#### Work order:
Search the listing for the string "wooden". Copy every line that has it.

== Data ==

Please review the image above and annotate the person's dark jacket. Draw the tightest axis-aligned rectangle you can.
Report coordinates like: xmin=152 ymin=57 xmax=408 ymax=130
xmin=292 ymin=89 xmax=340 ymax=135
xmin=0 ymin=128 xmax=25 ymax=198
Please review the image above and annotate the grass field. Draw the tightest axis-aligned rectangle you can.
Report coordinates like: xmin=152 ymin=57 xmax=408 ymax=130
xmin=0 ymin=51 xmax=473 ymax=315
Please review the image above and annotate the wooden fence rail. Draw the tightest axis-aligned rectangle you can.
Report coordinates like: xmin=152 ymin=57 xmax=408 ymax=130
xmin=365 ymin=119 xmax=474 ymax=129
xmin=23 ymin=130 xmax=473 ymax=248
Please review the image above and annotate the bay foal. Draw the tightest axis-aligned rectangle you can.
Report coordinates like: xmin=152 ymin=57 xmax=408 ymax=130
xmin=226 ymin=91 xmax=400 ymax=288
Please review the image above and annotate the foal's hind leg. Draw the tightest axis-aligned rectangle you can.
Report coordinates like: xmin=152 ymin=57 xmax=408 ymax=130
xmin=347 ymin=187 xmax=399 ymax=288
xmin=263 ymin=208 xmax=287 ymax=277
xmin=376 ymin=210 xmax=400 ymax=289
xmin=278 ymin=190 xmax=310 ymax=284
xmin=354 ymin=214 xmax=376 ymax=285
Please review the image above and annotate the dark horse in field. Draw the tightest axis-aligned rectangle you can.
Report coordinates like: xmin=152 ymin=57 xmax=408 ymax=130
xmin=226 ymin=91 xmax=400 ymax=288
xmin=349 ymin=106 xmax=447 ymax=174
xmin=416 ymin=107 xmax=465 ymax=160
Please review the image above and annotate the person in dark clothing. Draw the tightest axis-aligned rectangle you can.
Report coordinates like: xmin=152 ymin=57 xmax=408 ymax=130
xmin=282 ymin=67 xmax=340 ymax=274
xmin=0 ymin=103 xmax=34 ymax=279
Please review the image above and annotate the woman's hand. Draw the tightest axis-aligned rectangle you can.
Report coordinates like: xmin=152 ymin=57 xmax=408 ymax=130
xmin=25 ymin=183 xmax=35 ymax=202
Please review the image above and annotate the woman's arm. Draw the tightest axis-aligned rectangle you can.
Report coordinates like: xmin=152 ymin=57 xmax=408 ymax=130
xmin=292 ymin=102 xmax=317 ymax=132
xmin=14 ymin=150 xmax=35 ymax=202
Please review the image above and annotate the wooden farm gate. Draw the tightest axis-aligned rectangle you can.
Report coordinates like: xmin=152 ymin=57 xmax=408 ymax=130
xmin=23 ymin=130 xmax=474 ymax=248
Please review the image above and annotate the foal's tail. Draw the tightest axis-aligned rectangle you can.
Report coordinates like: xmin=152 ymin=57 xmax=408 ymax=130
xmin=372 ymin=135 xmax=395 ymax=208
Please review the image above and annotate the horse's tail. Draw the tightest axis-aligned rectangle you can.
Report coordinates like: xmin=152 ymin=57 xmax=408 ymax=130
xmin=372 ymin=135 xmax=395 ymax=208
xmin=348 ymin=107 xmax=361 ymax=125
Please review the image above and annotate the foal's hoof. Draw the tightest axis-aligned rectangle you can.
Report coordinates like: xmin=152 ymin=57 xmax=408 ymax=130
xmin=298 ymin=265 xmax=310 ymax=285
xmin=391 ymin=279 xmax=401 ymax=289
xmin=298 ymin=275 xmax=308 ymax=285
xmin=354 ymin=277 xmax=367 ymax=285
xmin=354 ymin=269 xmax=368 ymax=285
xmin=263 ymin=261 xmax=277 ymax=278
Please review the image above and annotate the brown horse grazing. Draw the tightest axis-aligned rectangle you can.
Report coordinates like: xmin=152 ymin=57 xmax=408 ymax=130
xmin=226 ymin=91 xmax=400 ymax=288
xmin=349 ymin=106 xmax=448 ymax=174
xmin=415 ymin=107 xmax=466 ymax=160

===
== Data ==

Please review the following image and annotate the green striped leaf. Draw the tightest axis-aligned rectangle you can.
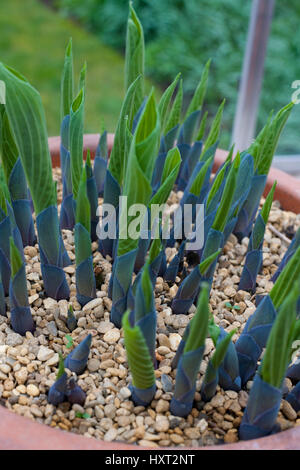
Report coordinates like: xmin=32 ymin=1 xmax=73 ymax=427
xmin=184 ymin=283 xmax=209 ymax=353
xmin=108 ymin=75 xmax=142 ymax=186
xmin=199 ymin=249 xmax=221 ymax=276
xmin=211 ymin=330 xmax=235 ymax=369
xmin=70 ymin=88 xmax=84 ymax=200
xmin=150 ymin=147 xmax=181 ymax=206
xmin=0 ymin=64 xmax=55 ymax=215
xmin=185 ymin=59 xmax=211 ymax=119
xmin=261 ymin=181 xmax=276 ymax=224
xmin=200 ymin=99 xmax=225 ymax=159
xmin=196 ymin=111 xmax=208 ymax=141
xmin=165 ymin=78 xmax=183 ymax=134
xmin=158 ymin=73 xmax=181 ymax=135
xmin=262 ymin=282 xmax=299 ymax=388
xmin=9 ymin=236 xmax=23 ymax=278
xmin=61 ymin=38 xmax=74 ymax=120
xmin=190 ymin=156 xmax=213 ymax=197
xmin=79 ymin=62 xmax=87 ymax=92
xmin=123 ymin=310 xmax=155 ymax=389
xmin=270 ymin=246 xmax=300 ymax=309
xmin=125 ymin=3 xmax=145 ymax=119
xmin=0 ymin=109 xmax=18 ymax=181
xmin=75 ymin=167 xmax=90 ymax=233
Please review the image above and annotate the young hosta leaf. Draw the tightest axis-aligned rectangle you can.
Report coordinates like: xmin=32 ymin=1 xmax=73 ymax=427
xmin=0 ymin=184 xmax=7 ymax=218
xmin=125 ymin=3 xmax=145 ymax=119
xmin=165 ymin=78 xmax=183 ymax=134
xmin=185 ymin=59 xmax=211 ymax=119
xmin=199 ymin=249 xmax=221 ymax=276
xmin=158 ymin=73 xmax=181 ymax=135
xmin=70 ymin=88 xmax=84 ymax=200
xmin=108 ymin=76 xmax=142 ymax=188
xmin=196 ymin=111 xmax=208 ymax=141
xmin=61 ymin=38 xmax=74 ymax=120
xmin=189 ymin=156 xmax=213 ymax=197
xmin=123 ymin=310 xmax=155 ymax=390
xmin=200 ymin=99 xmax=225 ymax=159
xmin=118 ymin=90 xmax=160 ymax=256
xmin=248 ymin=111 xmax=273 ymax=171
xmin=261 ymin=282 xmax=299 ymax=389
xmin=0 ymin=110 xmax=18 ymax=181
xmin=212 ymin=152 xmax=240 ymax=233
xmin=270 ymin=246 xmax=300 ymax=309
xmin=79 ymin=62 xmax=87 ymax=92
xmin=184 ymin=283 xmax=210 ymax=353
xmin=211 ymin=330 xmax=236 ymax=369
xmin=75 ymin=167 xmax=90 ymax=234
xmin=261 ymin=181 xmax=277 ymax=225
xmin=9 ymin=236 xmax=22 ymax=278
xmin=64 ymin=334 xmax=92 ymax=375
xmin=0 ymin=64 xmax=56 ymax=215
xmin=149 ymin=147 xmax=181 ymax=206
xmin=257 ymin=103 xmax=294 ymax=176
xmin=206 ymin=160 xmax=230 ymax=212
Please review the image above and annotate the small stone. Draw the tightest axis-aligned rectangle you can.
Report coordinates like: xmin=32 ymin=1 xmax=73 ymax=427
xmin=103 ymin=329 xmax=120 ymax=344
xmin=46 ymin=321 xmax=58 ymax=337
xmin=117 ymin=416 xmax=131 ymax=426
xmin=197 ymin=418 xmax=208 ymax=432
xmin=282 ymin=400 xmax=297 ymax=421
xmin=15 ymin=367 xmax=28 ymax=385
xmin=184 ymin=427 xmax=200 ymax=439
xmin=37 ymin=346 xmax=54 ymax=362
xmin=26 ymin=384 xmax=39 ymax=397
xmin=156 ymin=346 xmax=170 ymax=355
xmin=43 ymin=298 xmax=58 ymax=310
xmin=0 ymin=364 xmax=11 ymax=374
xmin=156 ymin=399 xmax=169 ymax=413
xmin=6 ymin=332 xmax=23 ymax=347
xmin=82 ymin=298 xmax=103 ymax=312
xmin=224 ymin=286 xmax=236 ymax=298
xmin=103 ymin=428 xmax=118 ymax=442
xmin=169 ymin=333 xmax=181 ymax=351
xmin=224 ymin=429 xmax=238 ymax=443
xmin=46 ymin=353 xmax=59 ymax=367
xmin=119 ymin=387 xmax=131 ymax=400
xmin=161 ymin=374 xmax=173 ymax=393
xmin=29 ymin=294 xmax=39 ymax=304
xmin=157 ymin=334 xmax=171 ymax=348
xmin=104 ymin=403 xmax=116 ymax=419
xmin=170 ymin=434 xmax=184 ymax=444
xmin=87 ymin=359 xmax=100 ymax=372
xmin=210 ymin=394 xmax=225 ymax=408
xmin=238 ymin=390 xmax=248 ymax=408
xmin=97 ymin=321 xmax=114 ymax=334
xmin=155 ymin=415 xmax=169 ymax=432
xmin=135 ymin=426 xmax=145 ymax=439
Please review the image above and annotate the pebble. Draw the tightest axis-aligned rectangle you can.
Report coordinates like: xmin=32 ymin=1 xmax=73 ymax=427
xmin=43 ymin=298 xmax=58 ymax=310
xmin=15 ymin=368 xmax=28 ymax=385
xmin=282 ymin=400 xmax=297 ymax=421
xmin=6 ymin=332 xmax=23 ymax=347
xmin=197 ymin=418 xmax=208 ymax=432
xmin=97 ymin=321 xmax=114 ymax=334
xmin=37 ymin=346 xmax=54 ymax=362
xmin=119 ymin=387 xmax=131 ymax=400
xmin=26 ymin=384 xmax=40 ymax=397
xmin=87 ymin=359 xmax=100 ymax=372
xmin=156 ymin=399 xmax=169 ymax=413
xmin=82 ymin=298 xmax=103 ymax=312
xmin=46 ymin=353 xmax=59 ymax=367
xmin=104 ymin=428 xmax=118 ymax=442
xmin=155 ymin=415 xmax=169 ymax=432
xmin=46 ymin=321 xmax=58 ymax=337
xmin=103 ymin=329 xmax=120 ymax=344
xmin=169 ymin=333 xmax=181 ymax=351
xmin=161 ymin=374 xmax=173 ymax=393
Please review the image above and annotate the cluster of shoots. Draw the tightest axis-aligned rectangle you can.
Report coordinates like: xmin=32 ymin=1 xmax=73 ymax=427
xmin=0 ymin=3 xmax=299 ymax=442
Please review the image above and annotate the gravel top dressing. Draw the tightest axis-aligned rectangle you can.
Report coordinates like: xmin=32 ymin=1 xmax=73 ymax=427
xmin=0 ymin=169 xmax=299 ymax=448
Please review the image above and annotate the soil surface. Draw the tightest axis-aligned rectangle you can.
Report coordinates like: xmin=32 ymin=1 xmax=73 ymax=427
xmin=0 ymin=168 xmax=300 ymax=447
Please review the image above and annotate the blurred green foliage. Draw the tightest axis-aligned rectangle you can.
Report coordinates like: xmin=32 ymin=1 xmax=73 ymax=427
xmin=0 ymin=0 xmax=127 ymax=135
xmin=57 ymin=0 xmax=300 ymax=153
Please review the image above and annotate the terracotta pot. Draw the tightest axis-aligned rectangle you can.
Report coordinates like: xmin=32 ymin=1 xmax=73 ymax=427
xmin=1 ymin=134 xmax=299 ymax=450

===

#### Response area:
Please review the image above and annotate the wooden fence rail. Draw the tightest axis-aligned rectangle you can.
Please review the image above and annotate the wooden farm gate. Draw the tightest axis-aligned rectangle you can.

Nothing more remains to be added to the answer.